**ЗАДАНИЯ**
[1] Переведите на английский язык предложение «Чем ярче была индивидуальность режиссера, тем сильнее он спорил.» из отрывка о Художественном театре.
[2] Продолжите отрывок о Художественном театре, начав сразу после его последнего предложения.

----- ИСХОДНЫЙ ОТРЫВОК

Школу Художественного театра проходили те, кто представлял собой русское искусство — литературу, живопись, музыку, архитектуру. Художественный театр питался литературой, но ее же и питал, учил, на многие годы став ей компасом — этическим, нравственным, эстетическим.
Через школу Станиславского прошли крупнейшие режиссеры русского и советского театра (выросли из нее, как из одного зерна) — Мейерхольд, Вахтангов, Марджанов, не говоря уже о следующем за ними поколении. Их споры со Станиславским, с его «системой», с эстетикой мхатовских спектаклей могли быть ожесточенными. Чем ярче была индивидуальность режиссера, тем сильнее он спорил. Так формировались новые индивидуальности и толкали театр вперед, развивали и видоизменяли его. Но каким бы это видоизменение ни было, какие бы формы в работах учеников и оппонентов Станиславского оно ни приобретало, источником всех начинаний и театральных реформ нового времени оставалась все та же школа — Художественного театра.

----------
----- СОБРАННЫЕ ДАННЫЕ

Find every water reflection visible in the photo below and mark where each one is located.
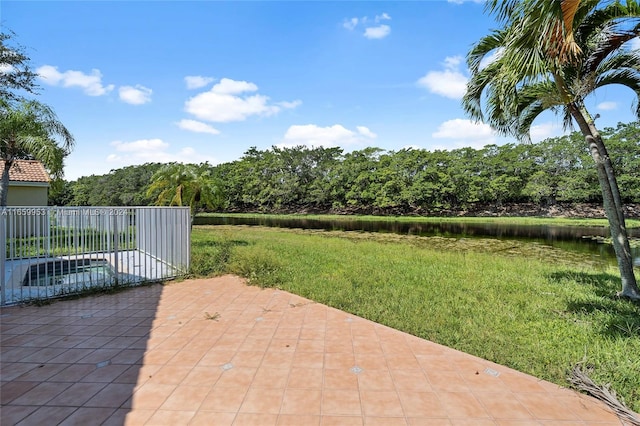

----------

**РЕШЁННЫЕ ЗАДАЧИ**
[1] The brighter the director's individuality, the more fiercely he argued.

[2]
Станиславского справедливо называют великим реформатором. Можно назвать его и великим утопистом. Мысль, постоянно движущаяся, мечты, высокие и чистые, стремление к совершенству — все нередко обгоняло реальность, а то и трагически не совпадало с ней. Человек, создавший школу Художественного театра, явился, может быть, идеальным ее воплощением.
Константин Сергеевич Станиславский мог и не заметить потрясения, которое произвел в душе Яхонтова. Слишком много таких молодых людей его окружало. Он мог и забыть тот разговор на улице. У него были важные дела и другие заботы.
Но Яхонтов ничего не забыл, ни одного слова. В 1923 году он подытожил все связанное с Художественным театром в сочинении «Пять лет в школе МХТ». Потом несколько раз переписал рассказ «Экзамен к Станиславскому» и, наконец, вставил его в свою книгу, начав иронической присказкой: «Хотите, дети мои, я расскажу вам сказку, как я держал экзамен в Художественный театр?»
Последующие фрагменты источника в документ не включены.